Find the line containing "the white cloud". Quote it and every line after it, exactly, through the end; skip pictures.

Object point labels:
.....

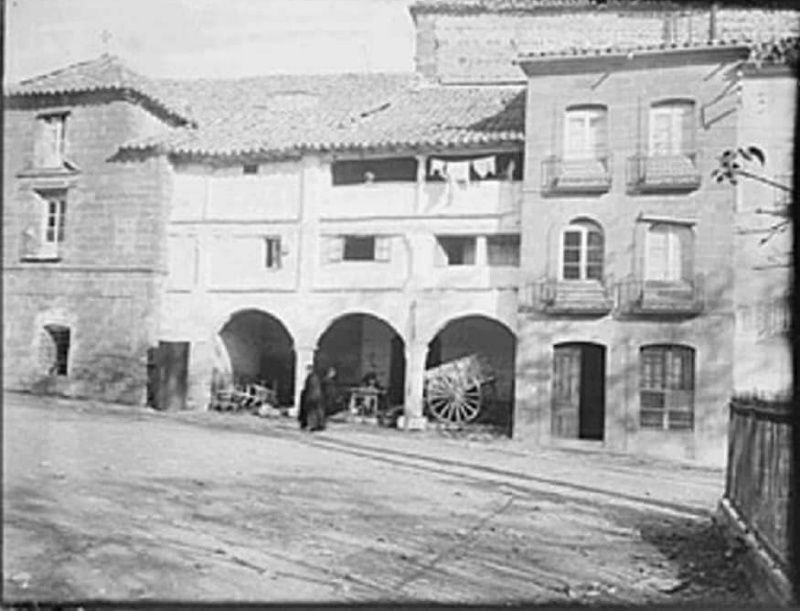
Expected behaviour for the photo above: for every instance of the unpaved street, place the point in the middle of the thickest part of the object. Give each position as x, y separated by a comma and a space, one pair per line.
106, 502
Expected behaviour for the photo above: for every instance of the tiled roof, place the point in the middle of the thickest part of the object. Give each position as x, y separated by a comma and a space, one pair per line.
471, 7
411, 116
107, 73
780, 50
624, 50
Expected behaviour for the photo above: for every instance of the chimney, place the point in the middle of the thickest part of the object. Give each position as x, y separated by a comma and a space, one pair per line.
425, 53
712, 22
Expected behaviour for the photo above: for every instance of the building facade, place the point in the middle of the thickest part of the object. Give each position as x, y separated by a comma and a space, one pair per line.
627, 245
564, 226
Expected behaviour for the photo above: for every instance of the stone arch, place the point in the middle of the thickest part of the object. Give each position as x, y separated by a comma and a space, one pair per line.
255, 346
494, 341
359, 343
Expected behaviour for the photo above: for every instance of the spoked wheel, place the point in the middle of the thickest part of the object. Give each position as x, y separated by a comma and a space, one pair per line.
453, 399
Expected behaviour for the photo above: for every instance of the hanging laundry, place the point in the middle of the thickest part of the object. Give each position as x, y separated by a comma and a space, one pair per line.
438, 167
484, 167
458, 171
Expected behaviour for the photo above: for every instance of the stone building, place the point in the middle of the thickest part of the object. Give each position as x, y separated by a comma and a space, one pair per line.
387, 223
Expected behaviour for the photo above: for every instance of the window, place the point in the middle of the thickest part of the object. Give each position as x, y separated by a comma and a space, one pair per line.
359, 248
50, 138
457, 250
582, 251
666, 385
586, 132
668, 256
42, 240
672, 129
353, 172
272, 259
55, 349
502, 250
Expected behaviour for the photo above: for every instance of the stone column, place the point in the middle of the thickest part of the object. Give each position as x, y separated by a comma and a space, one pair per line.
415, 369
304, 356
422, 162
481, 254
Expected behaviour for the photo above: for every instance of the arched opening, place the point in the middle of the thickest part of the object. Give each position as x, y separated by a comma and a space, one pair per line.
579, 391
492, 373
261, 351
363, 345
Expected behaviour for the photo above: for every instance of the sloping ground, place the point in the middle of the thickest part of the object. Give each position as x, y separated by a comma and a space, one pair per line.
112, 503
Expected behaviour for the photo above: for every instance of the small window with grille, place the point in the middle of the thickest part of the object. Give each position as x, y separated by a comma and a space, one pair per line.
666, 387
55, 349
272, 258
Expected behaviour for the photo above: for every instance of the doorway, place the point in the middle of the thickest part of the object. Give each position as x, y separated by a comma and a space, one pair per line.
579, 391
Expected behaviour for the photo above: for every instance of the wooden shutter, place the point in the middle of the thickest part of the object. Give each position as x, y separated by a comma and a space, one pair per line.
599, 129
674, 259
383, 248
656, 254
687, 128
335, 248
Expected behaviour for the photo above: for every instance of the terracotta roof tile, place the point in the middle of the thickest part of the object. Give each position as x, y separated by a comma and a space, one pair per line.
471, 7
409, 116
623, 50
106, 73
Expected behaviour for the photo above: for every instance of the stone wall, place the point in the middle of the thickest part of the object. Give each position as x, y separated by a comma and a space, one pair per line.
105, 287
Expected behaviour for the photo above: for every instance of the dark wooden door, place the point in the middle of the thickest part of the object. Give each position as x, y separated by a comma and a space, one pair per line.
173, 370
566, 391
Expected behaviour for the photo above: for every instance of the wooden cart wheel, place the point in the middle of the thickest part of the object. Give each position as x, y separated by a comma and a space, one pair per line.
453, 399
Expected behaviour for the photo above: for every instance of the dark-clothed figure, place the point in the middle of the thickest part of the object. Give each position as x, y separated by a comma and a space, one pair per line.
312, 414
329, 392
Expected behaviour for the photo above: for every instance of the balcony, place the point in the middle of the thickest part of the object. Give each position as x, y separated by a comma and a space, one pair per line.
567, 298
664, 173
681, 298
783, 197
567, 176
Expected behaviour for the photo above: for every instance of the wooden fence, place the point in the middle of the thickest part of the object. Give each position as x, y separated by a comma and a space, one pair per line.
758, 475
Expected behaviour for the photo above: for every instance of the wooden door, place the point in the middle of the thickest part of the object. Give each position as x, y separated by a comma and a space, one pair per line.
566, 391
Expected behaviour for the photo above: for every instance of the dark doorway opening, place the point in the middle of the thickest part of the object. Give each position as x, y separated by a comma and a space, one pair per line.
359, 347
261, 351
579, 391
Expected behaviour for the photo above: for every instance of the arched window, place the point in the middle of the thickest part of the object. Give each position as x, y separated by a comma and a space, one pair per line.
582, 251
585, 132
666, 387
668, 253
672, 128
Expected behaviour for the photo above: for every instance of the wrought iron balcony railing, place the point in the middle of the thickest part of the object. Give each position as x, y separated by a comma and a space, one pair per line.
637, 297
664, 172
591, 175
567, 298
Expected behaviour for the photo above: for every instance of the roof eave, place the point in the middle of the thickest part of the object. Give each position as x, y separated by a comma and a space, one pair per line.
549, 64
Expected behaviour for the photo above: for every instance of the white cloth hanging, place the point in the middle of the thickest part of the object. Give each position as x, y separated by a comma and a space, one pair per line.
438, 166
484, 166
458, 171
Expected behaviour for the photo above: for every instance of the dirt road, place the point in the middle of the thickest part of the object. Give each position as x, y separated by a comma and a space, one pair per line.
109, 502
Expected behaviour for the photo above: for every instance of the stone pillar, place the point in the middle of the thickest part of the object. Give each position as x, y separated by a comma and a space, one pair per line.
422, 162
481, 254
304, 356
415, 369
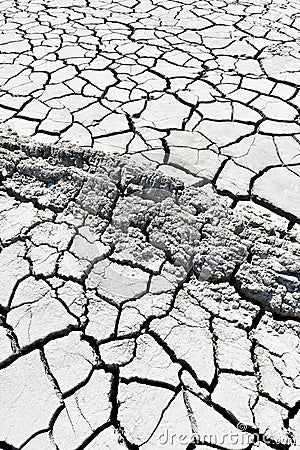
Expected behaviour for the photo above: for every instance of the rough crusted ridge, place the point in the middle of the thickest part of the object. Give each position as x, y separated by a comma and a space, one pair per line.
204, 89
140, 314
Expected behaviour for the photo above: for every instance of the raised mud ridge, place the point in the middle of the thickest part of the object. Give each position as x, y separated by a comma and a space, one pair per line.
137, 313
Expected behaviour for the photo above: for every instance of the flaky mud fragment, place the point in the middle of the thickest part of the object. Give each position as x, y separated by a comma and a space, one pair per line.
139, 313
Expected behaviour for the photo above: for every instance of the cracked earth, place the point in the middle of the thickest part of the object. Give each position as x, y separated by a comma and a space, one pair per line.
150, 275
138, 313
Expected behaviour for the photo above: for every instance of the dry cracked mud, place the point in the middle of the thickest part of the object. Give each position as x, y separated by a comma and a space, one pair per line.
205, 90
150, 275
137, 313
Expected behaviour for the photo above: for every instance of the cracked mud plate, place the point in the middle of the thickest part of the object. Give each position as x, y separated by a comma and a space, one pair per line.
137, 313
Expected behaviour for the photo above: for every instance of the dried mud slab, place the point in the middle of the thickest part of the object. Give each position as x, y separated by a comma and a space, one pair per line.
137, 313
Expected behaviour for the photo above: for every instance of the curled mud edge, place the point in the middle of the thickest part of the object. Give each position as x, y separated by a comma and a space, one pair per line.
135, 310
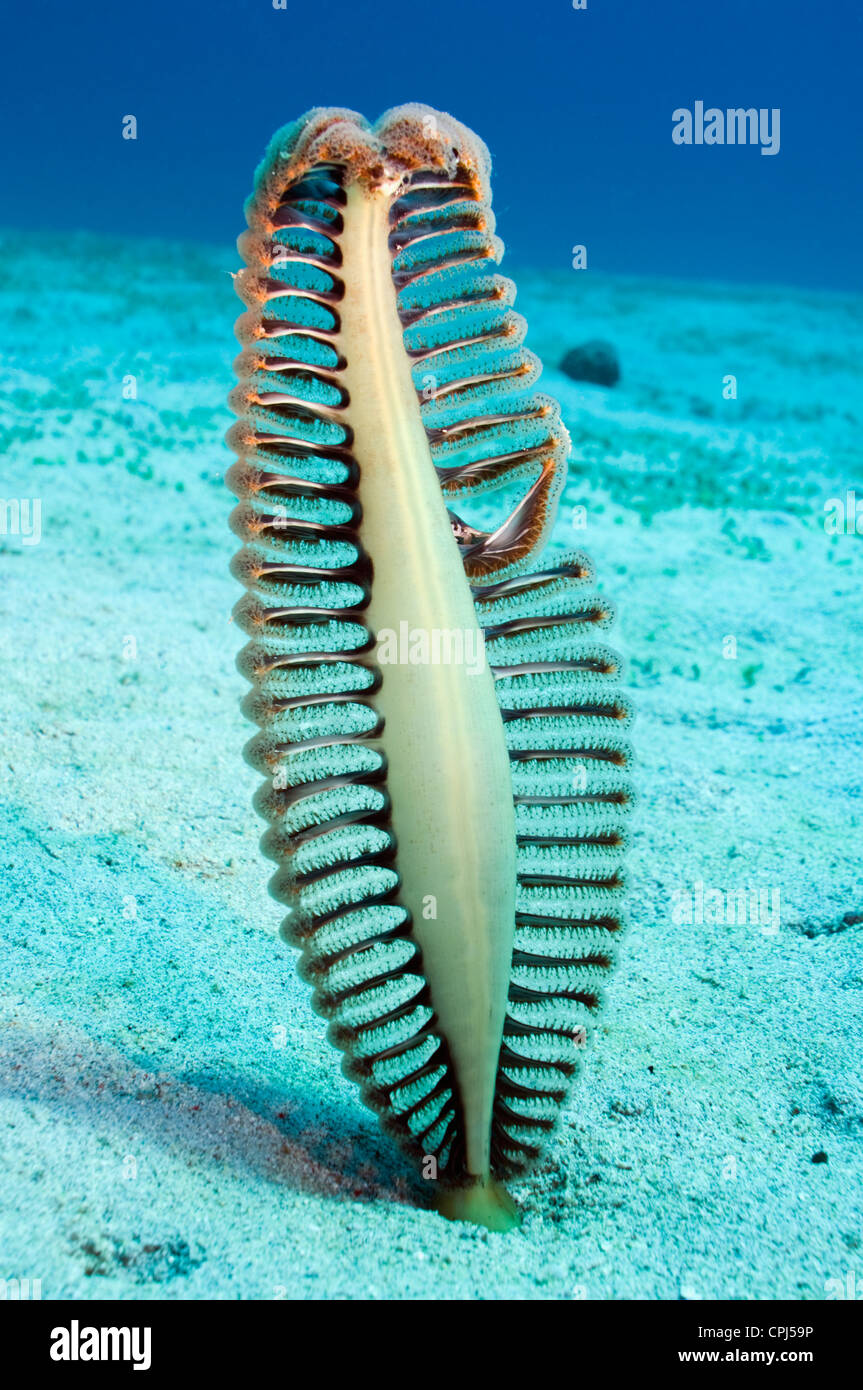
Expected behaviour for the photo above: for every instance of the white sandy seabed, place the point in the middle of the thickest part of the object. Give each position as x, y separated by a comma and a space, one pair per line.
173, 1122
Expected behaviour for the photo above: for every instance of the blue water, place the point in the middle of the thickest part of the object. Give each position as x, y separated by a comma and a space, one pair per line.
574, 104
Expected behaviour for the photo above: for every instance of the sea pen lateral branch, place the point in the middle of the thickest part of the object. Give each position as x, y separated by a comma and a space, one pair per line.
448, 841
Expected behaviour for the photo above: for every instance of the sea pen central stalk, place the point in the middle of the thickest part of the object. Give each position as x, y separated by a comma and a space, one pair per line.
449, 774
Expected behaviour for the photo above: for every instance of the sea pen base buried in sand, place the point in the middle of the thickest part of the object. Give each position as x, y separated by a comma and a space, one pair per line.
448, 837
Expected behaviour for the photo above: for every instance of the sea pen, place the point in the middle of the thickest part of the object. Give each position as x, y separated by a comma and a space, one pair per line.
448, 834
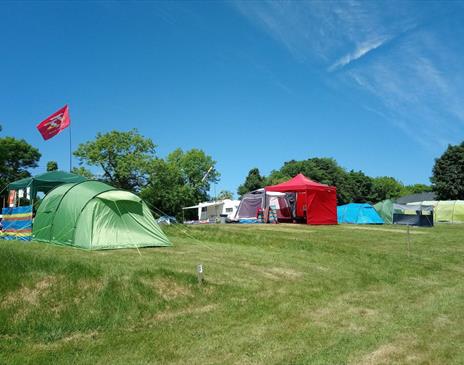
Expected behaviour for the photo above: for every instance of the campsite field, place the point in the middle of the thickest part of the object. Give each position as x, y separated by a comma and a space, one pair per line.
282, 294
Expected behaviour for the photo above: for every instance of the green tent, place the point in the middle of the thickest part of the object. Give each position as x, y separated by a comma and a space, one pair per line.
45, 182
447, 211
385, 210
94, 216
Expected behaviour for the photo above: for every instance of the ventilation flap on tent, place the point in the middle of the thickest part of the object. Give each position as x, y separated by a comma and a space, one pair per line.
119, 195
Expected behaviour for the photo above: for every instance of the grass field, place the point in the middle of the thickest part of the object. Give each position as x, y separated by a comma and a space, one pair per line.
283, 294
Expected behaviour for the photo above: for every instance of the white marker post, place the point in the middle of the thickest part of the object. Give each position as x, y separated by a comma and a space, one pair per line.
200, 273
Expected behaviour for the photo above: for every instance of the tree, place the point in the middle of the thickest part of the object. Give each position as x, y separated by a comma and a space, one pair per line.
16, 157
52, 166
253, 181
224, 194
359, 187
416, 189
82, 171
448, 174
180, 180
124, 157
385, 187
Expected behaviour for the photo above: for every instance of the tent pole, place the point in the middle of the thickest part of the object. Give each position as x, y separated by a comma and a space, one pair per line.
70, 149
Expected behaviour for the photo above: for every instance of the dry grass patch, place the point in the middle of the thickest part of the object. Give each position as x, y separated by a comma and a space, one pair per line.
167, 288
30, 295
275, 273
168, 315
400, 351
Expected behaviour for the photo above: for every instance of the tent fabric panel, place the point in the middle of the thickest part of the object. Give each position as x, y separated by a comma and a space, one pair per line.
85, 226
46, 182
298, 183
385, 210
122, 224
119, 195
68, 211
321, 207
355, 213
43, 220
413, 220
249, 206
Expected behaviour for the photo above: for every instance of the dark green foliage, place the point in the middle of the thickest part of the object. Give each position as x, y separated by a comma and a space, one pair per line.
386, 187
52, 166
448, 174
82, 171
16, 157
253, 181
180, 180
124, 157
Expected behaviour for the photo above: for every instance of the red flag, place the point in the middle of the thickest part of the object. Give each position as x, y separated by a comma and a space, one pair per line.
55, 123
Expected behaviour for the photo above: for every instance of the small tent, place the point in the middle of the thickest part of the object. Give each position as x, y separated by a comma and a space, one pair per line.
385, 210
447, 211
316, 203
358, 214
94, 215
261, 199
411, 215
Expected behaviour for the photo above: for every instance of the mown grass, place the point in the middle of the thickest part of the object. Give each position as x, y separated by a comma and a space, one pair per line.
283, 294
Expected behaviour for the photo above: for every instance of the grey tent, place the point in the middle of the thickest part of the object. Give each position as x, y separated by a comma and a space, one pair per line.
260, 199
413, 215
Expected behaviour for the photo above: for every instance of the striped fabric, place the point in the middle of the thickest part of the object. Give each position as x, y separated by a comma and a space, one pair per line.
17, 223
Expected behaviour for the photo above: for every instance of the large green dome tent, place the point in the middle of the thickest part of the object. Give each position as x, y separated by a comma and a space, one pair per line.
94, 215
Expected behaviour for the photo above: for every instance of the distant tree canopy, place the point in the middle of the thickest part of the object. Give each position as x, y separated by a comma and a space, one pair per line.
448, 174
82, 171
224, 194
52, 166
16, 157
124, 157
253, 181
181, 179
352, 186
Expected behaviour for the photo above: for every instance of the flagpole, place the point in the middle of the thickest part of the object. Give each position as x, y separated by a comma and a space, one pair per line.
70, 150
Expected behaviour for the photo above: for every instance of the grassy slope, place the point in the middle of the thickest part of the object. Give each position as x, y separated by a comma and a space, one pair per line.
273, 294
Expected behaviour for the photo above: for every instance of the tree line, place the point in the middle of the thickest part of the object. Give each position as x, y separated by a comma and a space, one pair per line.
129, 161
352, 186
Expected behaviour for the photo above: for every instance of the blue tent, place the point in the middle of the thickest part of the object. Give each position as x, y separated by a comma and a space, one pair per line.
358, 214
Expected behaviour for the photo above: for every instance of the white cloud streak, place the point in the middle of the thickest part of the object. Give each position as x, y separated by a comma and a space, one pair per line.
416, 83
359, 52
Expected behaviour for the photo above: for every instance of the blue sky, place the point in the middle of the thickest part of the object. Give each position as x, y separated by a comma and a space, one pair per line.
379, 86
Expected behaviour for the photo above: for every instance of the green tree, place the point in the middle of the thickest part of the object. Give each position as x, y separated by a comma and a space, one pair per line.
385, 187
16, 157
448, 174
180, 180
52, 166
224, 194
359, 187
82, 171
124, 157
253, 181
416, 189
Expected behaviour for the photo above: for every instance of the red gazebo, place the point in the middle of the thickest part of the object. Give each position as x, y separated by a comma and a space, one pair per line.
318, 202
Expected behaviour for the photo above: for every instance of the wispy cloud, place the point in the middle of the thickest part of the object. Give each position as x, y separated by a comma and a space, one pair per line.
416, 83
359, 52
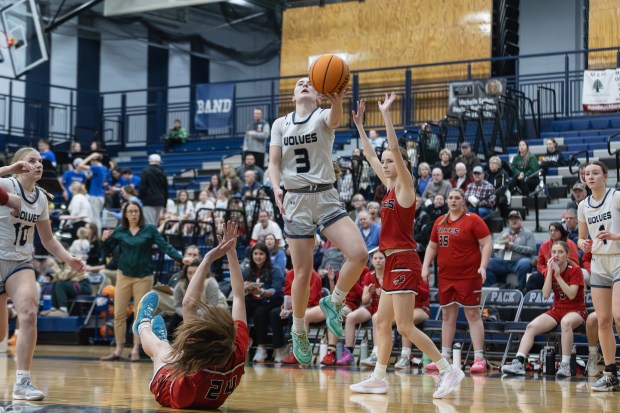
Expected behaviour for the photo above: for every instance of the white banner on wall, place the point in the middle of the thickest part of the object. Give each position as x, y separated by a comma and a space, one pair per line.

.....

Reply to the exercise:
Expected behaviour for the photo above: for every instance of the white cloud streak, place the point in the middle of the thickest part of the object. Give each position as x, y separated by a comma and a space, one pair per line.
416, 83
359, 52
Expected behaviour for the photo above: for every instance of the blue sky, place the point in the middle of the thickest part of the object. Give each position as x, y separated by a comma and a space, one pair per line.
379, 86
Expected behaviour for the photo above: for every instance of the green tree, place the point in the middle of the thickest part of the object. Give each position as x, y separated by a comma and a space, one pair per line.
385, 187
16, 157
448, 174
180, 180
52, 166
224, 194
359, 187
82, 171
124, 157
253, 181
416, 189
Expected behaviour for the photo above: for every instance of the red gazebo, place the point in the middle of the thickest part of the object. Give each position as x, y separated by a comma and a space, one pair per line.
318, 202
Expected behaviour for the photo above: for every instance of the wispy cloud, place the point in the middle of the thickest part of the object. Give each position as x, y separated by a comma and a space, one pair per line.
416, 83
359, 52
Expected behaviour for the photo above: for every instance of the white banner on wall, place the point in the middle of the thickest part of the object. Give each position as x, y separated by a comma and a space, one pair per line.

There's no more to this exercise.